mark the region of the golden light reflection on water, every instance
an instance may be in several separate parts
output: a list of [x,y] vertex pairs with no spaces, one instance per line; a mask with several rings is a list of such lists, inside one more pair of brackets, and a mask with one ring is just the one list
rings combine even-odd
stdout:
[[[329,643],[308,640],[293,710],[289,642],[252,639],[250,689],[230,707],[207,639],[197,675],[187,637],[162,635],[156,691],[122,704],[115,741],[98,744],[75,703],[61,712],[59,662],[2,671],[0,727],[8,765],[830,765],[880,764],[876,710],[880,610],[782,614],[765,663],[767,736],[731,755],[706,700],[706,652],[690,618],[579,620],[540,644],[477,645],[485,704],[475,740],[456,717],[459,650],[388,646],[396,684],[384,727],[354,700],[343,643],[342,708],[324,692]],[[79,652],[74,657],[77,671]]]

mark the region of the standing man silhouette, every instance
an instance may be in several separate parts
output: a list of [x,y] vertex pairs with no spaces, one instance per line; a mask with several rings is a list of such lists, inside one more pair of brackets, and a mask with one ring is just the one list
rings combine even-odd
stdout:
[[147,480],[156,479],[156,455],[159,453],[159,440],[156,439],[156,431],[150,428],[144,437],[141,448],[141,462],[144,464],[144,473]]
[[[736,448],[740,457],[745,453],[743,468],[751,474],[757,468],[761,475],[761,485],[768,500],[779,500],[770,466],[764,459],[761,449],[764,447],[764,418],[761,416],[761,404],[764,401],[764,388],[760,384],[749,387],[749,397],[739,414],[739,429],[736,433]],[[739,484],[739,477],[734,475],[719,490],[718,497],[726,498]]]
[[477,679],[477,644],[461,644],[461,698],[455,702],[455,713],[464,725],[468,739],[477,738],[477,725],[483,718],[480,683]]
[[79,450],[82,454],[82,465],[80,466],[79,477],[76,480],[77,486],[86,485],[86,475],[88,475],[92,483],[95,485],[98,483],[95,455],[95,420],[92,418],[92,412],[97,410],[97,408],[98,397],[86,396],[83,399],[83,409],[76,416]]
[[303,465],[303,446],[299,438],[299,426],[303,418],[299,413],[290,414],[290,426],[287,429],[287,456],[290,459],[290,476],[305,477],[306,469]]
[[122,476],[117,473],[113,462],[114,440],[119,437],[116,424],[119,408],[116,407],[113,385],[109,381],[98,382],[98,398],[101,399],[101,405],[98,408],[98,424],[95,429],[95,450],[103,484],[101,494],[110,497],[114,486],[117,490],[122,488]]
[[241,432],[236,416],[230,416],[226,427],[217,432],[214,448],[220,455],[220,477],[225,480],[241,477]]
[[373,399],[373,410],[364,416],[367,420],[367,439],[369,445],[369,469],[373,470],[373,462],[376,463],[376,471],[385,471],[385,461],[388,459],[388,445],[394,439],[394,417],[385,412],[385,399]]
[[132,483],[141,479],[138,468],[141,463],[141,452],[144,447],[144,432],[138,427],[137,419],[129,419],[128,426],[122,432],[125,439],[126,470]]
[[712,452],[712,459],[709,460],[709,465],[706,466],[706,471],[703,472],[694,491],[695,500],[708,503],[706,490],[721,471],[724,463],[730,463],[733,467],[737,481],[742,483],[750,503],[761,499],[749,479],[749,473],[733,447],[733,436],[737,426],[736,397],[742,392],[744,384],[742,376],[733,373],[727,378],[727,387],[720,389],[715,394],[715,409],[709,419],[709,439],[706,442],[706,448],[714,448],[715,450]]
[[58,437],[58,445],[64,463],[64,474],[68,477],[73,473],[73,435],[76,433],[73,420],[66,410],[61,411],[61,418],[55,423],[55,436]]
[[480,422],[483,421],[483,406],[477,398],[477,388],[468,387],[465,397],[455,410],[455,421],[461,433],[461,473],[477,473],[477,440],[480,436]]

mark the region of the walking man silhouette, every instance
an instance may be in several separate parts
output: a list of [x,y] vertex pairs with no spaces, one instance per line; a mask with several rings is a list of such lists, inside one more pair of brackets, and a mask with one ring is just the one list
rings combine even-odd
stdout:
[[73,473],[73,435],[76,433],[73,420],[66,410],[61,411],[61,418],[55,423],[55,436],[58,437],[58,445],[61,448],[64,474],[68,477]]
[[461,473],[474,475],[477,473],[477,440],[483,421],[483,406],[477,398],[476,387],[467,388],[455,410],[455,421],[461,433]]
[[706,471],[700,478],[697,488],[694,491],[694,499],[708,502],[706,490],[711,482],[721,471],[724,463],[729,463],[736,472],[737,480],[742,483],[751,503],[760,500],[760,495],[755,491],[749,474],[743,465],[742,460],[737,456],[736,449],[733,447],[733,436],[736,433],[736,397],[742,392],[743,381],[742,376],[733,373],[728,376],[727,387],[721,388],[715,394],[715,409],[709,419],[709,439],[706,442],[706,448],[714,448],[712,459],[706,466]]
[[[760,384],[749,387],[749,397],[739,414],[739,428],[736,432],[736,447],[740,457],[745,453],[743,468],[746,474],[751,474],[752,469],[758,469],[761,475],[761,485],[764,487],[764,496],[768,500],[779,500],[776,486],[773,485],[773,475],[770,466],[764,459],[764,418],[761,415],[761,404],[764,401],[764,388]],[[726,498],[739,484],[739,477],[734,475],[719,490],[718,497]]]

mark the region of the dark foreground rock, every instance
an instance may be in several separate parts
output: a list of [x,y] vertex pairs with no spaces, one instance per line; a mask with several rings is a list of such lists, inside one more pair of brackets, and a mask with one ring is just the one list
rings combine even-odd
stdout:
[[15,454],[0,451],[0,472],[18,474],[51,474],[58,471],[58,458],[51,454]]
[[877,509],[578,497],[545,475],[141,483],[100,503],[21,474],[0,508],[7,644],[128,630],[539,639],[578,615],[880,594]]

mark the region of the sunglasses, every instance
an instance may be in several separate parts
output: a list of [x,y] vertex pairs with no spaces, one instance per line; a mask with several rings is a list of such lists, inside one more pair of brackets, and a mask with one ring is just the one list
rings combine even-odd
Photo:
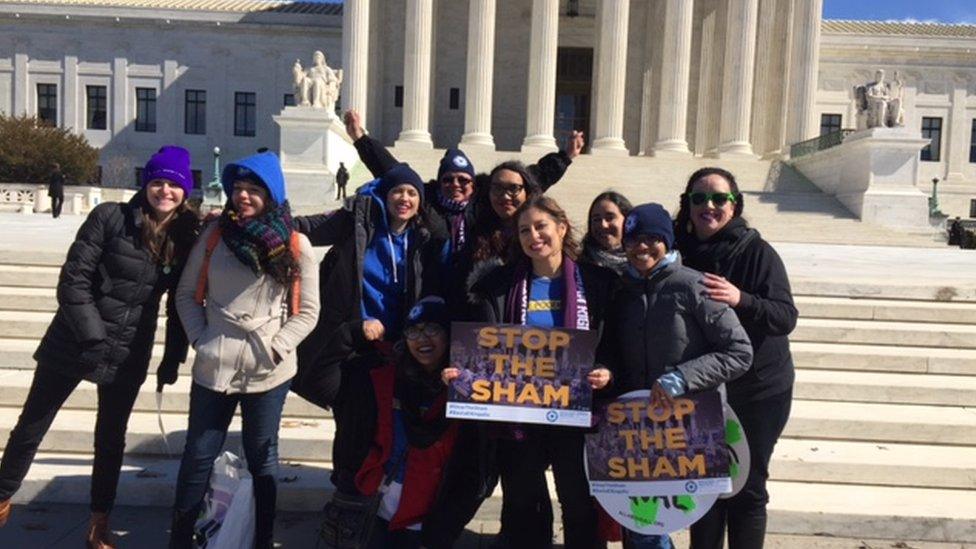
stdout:
[[735,204],[738,200],[735,193],[687,193],[685,196],[694,206],[701,206],[711,201],[712,204],[722,207],[726,202]]
[[523,189],[525,189],[525,185],[498,185],[492,183],[490,191],[494,196],[507,194],[509,198],[518,198],[518,195],[522,193]]
[[631,236],[624,235],[623,242],[624,246],[628,248],[633,248],[639,244],[643,244],[648,248],[653,248],[658,242],[664,242],[664,239],[659,236],[649,234],[635,234]]
[[461,185],[462,187],[474,183],[474,179],[471,179],[470,177],[465,175],[445,175],[444,177],[441,178],[441,183],[445,185],[453,183],[455,181],[457,181],[457,184]]
[[427,323],[427,324],[414,324],[413,326],[407,328],[403,331],[403,337],[407,338],[408,341],[417,341],[420,339],[421,335],[427,337],[436,337],[444,332],[444,329],[440,327],[439,324]]

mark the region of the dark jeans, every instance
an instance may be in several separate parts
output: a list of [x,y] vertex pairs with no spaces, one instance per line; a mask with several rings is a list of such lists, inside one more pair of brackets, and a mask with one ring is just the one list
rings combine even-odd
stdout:
[[[98,386],[98,415],[95,419],[95,459],[92,464],[91,510],[108,513],[115,504],[115,492],[125,453],[125,431],[139,386],[146,371],[119,368],[114,381]],[[51,428],[54,416],[81,380],[68,377],[55,368],[38,365],[34,370],[27,401],[10,432],[3,461],[0,462],[0,500],[9,499],[20,489],[34,461],[37,447]],[[84,430],[85,426],[77,426]]]
[[583,431],[568,427],[529,428],[525,440],[498,441],[505,540],[517,549],[551,544],[551,510],[544,517],[548,520],[540,520],[545,514],[540,496],[548,494],[545,472],[550,465],[562,508],[564,547],[592,549],[596,508],[583,466]]
[[227,438],[227,428],[241,405],[241,438],[247,468],[254,477],[255,547],[271,547],[278,497],[278,426],[290,382],[263,393],[231,394],[193,384],[186,448],[176,481],[178,513],[200,508],[210,484],[214,459]]
[[338,185],[337,184],[336,185],[336,200],[345,200],[345,199],[346,199],[346,185],[345,185],[345,183],[343,183],[342,185]]
[[420,530],[390,531],[390,523],[376,517],[367,549],[420,549]]
[[624,531],[624,549],[674,549],[671,536],[657,536],[654,534],[638,534],[626,528]]
[[728,525],[729,549],[762,549],[766,537],[769,460],[776,440],[790,417],[793,390],[743,404],[732,404],[749,442],[749,478],[742,491],[719,499],[691,526],[693,549],[721,549]]
[[51,197],[51,216],[55,219],[61,215],[61,207],[64,205],[64,195],[54,195]]

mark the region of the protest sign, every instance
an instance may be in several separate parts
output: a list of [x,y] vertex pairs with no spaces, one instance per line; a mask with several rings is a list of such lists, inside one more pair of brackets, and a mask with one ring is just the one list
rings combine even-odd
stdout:
[[738,494],[749,479],[752,455],[749,453],[749,440],[742,428],[742,422],[735,410],[725,403],[725,445],[729,452],[729,477],[732,478],[732,491],[719,496],[728,499]]
[[447,417],[590,426],[595,331],[454,322]]
[[678,397],[662,408],[633,391],[599,410],[586,436],[594,495],[680,496],[732,489],[725,419],[718,392]]

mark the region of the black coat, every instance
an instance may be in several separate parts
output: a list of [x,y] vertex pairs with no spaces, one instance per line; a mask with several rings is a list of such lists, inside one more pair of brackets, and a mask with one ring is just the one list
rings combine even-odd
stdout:
[[99,204],[78,229],[58,279],[58,310],[34,353],[41,366],[96,383],[111,382],[120,368],[144,374],[167,292],[163,360],[186,360],[173,299],[183,264],[166,273],[143,247],[141,196]]
[[741,291],[735,313],[752,341],[752,367],[727,385],[729,402],[749,402],[793,387],[793,357],[787,337],[798,316],[786,267],[759,232],[733,220],[709,243],[681,235],[685,264],[719,274]]

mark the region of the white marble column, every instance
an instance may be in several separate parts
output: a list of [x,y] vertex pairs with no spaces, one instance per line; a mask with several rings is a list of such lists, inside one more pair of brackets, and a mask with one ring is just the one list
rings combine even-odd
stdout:
[[532,0],[529,45],[529,94],[522,150],[554,151],[556,53],[559,46],[559,0]]
[[624,144],[624,91],[627,80],[627,29],[630,0],[600,0],[596,45],[596,124],[594,155],[626,156]]
[[972,118],[966,115],[969,82],[959,76],[954,76],[950,81],[953,84],[952,106],[949,108],[948,139],[943,149],[946,158],[945,181],[962,183],[966,180],[966,167],[969,164],[969,138],[973,123]]
[[491,135],[492,74],[495,68],[496,0],[468,4],[468,74],[464,84],[461,144],[495,149]]
[[814,119],[814,107],[820,72],[820,18],[823,0],[796,0],[793,6],[787,146],[816,137],[820,129],[819,122]]
[[[60,86],[59,93],[64,101],[64,114],[61,115],[61,127],[71,130],[72,133],[81,134],[85,129],[83,114],[78,112],[79,103],[84,108],[84,96],[78,89],[78,57],[75,55],[64,56],[64,75],[61,80],[64,85]],[[81,114],[81,116],[79,116]]]
[[[125,108],[129,103],[128,85],[128,60],[125,57],[116,57],[112,59],[112,97],[109,99],[109,104],[112,105],[112,121],[111,125],[109,126],[112,128],[112,135],[122,133],[122,130],[125,129],[126,124],[129,123],[128,114],[126,113]],[[132,118],[135,119],[135,105],[132,106],[132,109]]]
[[[18,44],[20,49],[20,44]],[[30,78],[27,75],[28,58],[26,53],[14,54],[14,115],[27,114],[28,94],[30,93]]]
[[691,34],[694,0],[666,0],[661,58],[661,95],[658,102],[657,141],[654,155],[686,155],[688,141],[688,81],[691,76]]
[[396,146],[432,148],[430,55],[433,0],[407,0],[403,48],[403,130]]
[[719,157],[754,156],[749,129],[758,16],[759,0],[732,0],[728,4]]
[[369,85],[369,3],[345,0],[342,5],[342,111],[356,109],[366,126]]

_ _ _ _

• EXERCISE AIM
Among the records above, which lines hold the word "silhouette"? Copy each one.

• REPLY TO THE EXERCISE
mark the region of the standing man silhouette, every instance
mark the region of the walking man silhouette, every instance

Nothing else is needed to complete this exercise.